PROBLEM DESCRIPTION
All entries are to be printed again exactly, with their images omitted.

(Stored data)
***

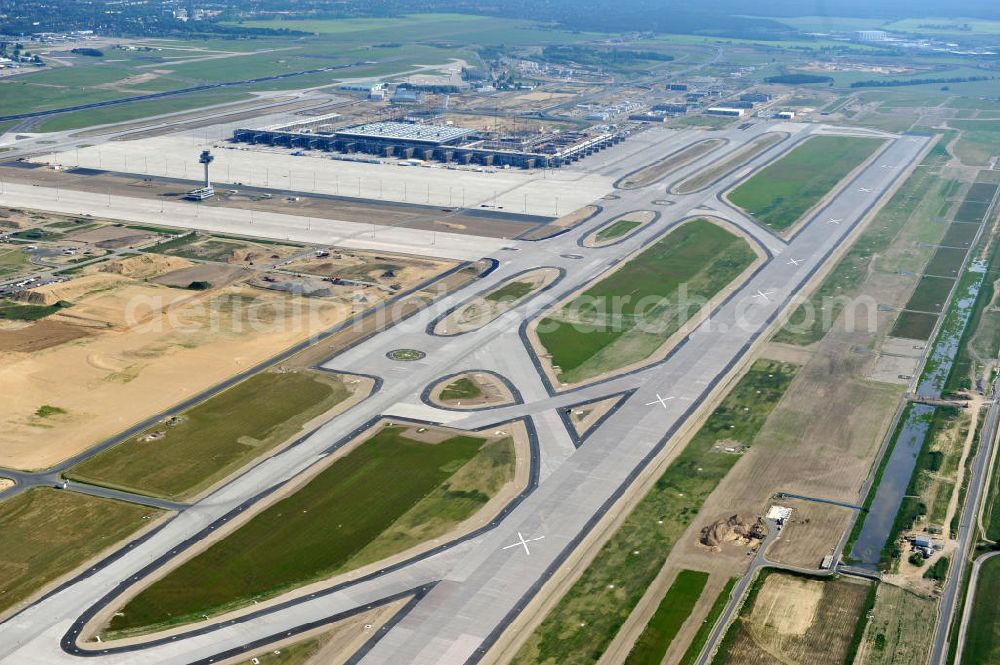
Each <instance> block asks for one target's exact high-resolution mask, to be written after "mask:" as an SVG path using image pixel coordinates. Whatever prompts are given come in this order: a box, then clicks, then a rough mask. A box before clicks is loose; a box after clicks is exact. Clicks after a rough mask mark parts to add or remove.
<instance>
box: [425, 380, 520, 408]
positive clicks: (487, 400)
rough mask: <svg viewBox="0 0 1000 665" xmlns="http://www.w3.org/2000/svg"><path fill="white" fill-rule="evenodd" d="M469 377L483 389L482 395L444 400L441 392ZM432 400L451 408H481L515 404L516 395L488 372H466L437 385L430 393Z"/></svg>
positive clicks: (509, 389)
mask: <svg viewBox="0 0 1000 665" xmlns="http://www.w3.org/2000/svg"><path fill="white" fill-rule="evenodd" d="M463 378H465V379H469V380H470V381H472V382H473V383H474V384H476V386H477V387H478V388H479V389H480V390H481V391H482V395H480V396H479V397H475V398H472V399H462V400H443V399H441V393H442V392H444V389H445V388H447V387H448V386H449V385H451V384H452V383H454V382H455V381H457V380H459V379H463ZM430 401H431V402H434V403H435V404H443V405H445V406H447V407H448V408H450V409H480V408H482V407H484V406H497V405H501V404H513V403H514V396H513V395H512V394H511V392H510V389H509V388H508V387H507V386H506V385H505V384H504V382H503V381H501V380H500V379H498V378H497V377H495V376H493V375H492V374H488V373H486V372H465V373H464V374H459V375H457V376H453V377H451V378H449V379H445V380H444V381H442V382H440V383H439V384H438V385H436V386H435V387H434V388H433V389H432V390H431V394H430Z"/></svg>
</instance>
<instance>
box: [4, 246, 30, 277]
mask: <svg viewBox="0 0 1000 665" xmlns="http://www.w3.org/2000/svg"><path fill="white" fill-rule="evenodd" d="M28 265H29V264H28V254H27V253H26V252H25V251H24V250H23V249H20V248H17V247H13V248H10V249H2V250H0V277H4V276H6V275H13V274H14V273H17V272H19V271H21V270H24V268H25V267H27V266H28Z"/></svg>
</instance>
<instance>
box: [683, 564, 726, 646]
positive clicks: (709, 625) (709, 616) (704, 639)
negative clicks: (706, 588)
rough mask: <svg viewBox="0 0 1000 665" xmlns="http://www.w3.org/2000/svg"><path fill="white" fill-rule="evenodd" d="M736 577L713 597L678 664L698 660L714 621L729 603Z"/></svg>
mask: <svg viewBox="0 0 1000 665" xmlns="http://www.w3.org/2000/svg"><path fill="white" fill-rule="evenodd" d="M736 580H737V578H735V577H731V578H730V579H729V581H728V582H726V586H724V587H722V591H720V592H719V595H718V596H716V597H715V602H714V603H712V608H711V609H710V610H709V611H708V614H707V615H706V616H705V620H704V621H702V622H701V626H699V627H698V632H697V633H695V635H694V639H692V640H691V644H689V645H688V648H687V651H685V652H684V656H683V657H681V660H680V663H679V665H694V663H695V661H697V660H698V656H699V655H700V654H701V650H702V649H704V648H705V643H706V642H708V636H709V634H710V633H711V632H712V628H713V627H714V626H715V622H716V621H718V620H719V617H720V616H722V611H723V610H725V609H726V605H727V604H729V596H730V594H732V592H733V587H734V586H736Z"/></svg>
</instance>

***

SOLUTION TO THIS TASK
Each <instance> block asks for one target's exact high-resolution mask, to be written after "mask:" as an SVG path using image pixel coordinates. Whatever prompts are given come in this order: a box, then clicks, then a rough mask. A box before clicks is loose; a box after clicks is exact. Clicks after a rough mask mark parts to add or remove.
<instance>
box: [425, 380, 520, 408]
positive clicks: (487, 400)
rough mask: <svg viewBox="0 0 1000 665" xmlns="http://www.w3.org/2000/svg"><path fill="white" fill-rule="evenodd" d="M469 377L483 389L482 395L444 400L441 392ZM432 400L451 408H481L515 404L516 395L488 372H466L437 385L430 393Z"/></svg>
positive clicks: (509, 389)
mask: <svg viewBox="0 0 1000 665" xmlns="http://www.w3.org/2000/svg"><path fill="white" fill-rule="evenodd" d="M463 378H465V379H469V380H470V381H472V382H473V383H474V384H476V386H477V387H478V388H479V389H480V390H481V391H482V395H480V396H479V397H475V398H472V399H462V400H443V399H441V393H442V392H444V389H445V388H447V387H448V386H449V385H451V384H452V383H454V382H455V381H457V380H459V379H463ZM430 401H431V402H434V403H435V404H443V405H445V406H447V407H448V408H450V409H480V408H482V407H484V406H497V405H501V404H513V403H514V396H513V395H512V394H511V392H510V389H509V388H508V387H507V386H506V385H505V384H504V382H503V381H501V380H500V379H498V378H497V377H495V376H493V375H492V374H488V373H486V372H465V373H464V374H459V375H457V376H453V377H451V378H449V379H445V380H444V381H442V382H440V383H439V384H438V385H436V386H435V387H434V388H433V389H432V390H431V394H430Z"/></svg>
</instance>
<instance>
box: [4, 246, 30, 277]
mask: <svg viewBox="0 0 1000 665" xmlns="http://www.w3.org/2000/svg"><path fill="white" fill-rule="evenodd" d="M28 265H29V264H28V254H27V253H26V252H25V251H24V250H23V249H20V248H17V247H13V248H10V249H2V250H0V277H4V276H6V275H13V274H14V273H17V272H19V271H21V270H24V268H25V267H27V266H28Z"/></svg>
</instance>
<instance>
box: [683, 564, 726, 646]
positive clicks: (709, 625) (709, 616) (704, 639)
negative clicks: (706, 588)
rough mask: <svg viewBox="0 0 1000 665" xmlns="http://www.w3.org/2000/svg"><path fill="white" fill-rule="evenodd" d="M736 577L713 597L678 664L698 660L714 621L729 603Z"/></svg>
mask: <svg viewBox="0 0 1000 665" xmlns="http://www.w3.org/2000/svg"><path fill="white" fill-rule="evenodd" d="M736 580H737V578H735V577H731V578H730V579H729V581H728V582H726V586H724V587H722V591H720V592H719V595H718V596H716V597H715V602H714V603H712V608H711V609H710V610H709V611H708V614H707V615H706V616H705V620H704V621H702V622H701V626H699V627H698V632H697V633H695V635H694V639H692V640H691V644H689V645H688V648H687V651H685V652H684V656H683V657H681V660H680V663H679V665H694V663H695V661H697V660H698V656H699V655H700V654H701V650H702V649H704V648H705V643H706V642H708V636H709V634H710V633H711V632H712V628H713V627H714V626H715V622H716V621H718V620H719V617H720V616H722V611H723V610H725V609H726V605H727V604H729V596H730V594H732V592H733V587H734V586H736Z"/></svg>
</instance>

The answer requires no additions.